• Your goal: Please reproduce the material below line for line, with no changes.

Region labeling entries:
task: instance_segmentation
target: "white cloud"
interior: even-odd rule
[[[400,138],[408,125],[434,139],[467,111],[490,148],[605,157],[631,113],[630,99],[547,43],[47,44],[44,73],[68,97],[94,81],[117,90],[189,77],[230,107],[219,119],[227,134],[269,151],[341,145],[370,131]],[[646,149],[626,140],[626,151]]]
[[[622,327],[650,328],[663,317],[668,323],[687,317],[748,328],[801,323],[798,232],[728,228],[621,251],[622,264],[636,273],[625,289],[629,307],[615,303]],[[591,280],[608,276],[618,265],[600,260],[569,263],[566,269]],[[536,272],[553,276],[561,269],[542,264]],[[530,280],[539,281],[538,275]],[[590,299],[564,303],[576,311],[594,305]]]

• Exercise solution:
task: instance_segmentation
target: "white cloud"
interior: even-odd rule
[[[400,138],[408,125],[434,139],[467,111],[490,148],[605,157],[631,113],[630,99],[547,43],[47,44],[44,73],[68,97],[94,81],[117,90],[189,77],[230,107],[219,119],[227,134],[269,151],[341,145],[370,131]],[[646,149],[626,140],[626,151]]]
[[[622,327],[650,328],[663,317],[668,323],[687,317],[748,328],[801,323],[798,232],[728,228],[621,251],[622,264],[636,273],[625,289],[629,307],[615,303]],[[591,280],[608,276],[618,265],[600,260],[569,263],[566,269]],[[536,272],[553,276],[561,269],[542,264]],[[530,280],[539,281],[538,275]],[[590,299],[564,303],[576,311],[594,305]]]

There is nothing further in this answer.